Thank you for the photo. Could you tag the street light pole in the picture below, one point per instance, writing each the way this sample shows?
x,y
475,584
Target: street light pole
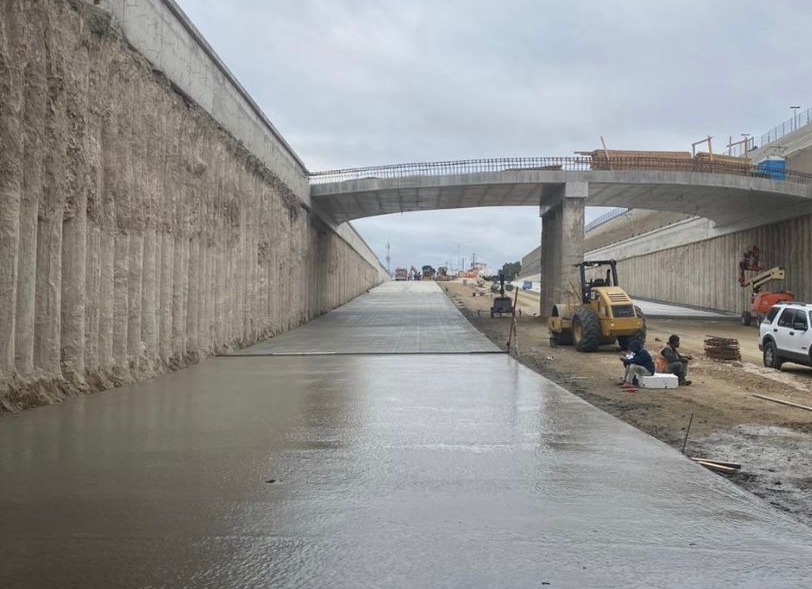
x,y
795,117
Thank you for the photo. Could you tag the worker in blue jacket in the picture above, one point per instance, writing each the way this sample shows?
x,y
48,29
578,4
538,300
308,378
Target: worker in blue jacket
x,y
639,364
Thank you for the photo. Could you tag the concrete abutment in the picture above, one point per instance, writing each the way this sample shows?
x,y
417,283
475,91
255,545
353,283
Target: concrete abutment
x,y
562,246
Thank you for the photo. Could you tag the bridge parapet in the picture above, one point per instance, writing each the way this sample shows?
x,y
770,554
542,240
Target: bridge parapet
x,y
702,163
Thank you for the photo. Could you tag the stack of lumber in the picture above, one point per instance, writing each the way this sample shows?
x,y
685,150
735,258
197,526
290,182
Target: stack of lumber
x,y
618,159
722,348
718,465
721,164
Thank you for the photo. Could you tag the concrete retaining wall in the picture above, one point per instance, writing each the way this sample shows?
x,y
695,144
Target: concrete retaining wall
x,y
136,233
705,272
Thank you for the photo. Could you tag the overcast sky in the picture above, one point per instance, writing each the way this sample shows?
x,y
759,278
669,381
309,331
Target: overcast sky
x,y
358,83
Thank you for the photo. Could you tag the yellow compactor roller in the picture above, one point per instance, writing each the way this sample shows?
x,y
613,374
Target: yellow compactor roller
x,y
606,313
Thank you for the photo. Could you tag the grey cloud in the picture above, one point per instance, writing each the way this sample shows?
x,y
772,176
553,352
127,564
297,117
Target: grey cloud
x,y
365,82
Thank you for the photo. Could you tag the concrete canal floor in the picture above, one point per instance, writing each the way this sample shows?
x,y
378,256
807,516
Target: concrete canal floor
x,y
370,469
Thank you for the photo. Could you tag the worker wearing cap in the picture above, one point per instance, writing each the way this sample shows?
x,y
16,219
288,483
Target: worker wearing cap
x,y
676,363
640,363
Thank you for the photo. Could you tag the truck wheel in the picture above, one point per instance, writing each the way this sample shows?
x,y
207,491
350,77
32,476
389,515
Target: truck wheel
x,y
586,330
564,338
771,357
641,334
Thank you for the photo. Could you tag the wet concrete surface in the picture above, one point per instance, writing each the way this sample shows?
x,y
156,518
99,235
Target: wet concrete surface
x,y
396,317
431,470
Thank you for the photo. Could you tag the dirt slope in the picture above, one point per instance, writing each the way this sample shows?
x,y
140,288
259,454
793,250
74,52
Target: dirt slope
x,y
773,442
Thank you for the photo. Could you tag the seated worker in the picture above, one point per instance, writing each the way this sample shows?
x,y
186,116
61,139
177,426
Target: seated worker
x,y
640,364
676,363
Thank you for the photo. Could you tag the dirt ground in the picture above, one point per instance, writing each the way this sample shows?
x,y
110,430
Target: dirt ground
x,y
772,442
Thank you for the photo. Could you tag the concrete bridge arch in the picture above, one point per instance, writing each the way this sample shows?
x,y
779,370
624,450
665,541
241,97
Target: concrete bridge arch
x,y
561,188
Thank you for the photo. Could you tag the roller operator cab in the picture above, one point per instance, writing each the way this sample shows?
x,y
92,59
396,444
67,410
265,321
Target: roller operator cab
x,y
606,314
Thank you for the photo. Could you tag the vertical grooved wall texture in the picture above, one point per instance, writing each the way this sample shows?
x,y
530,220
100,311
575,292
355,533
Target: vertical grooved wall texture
x,y
705,273
136,235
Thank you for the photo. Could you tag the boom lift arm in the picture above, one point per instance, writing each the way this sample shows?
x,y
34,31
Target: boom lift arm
x,y
756,282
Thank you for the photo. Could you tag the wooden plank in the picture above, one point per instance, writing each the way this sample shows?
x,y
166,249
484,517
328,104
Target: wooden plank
x,y
722,462
788,403
717,467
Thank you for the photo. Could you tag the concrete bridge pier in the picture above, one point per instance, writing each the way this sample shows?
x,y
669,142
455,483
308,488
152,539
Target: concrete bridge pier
x,y
562,244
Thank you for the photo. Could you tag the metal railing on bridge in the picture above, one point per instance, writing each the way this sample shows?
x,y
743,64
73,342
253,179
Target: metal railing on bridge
x,y
702,163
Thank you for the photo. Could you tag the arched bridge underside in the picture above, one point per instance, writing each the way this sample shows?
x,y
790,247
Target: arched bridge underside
x,y
723,198
725,192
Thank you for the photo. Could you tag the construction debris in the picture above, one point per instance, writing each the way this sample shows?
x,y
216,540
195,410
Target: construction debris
x,y
717,466
734,465
788,403
722,348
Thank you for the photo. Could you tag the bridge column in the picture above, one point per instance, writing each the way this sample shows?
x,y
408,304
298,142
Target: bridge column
x,y
562,246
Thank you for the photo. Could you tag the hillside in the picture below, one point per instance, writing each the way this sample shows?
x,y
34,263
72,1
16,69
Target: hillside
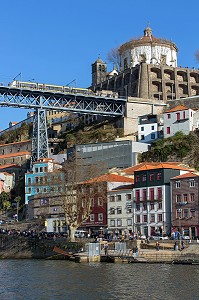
x,y
183,148
104,131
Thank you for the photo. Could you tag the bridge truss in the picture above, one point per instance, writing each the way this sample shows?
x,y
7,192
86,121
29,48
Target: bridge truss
x,y
46,100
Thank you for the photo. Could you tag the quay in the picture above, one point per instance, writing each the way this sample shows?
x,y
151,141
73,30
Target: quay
x,y
84,251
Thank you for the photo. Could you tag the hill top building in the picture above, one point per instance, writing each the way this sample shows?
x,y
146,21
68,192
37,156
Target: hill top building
x,y
148,70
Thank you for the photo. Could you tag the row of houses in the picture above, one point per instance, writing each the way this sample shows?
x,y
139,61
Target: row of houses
x,y
180,118
144,199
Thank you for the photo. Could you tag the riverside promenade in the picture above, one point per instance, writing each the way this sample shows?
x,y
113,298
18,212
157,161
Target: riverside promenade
x,y
16,247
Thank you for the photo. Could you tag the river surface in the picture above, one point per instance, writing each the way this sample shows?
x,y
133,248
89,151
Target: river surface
x,y
41,279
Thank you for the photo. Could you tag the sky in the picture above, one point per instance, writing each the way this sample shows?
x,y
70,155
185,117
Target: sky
x,y
56,42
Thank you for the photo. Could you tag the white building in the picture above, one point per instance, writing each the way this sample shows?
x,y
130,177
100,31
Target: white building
x,y
180,118
149,128
120,209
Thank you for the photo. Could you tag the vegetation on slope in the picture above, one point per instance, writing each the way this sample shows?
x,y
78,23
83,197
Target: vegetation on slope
x,y
180,147
101,132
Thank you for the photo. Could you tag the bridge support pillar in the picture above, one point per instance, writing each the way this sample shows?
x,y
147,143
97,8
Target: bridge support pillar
x,y
40,137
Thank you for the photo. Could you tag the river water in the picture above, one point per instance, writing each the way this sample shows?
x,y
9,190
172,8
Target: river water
x,y
44,280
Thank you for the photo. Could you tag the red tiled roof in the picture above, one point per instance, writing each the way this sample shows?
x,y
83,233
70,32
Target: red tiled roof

■ **Description of the task**: From the line that contains "Thank you for the photo. Could you tag the river water" down to the last line above, print each line exactly as it appears.

■ **Solved exercise**:
Thank you for the photo. Could you tag the river water in the picture above, one point per instance, writing each the way this sample shows?
x,y
9,190
172,8
Target: river water
x,y
44,280
Thank you for the photo. Could you tag the red tiled roof in the picture above, one point per instance, writing each the way this sample shows?
x,y
83,233
70,32
Target: red tiled roof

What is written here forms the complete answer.